How many lines in the listing below contain the word "place"? Case counts. Reply with the number alone.
-- BEGIN Stored data --
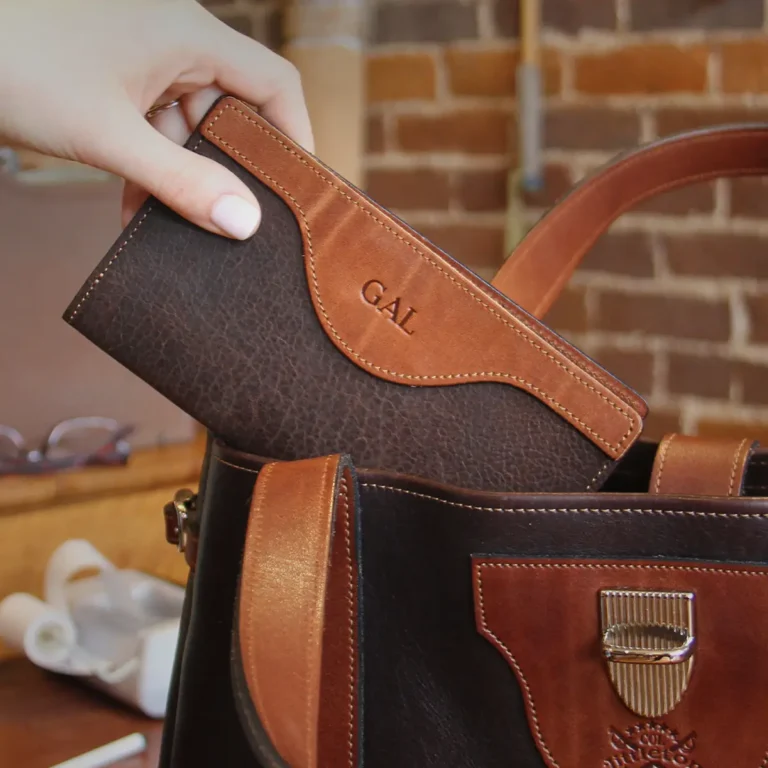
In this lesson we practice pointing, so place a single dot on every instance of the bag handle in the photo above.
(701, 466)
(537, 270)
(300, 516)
-- END Stored data --
-- BEGIN Stored data --
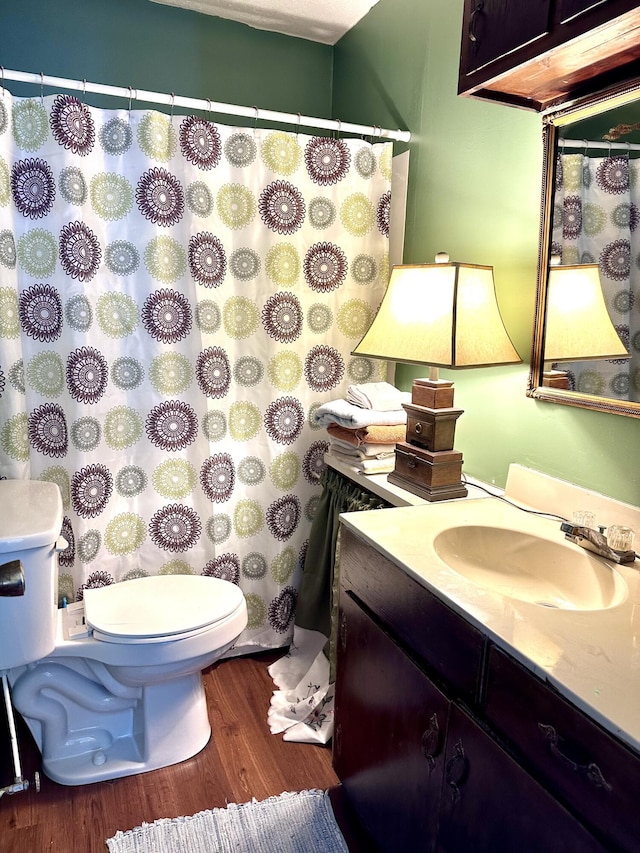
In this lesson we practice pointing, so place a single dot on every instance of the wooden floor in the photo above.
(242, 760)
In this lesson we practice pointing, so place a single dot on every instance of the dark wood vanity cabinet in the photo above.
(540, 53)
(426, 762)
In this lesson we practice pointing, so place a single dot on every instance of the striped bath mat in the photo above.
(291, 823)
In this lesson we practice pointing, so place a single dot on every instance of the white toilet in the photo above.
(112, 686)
-- END Stored data --
*Exercise answer*: 5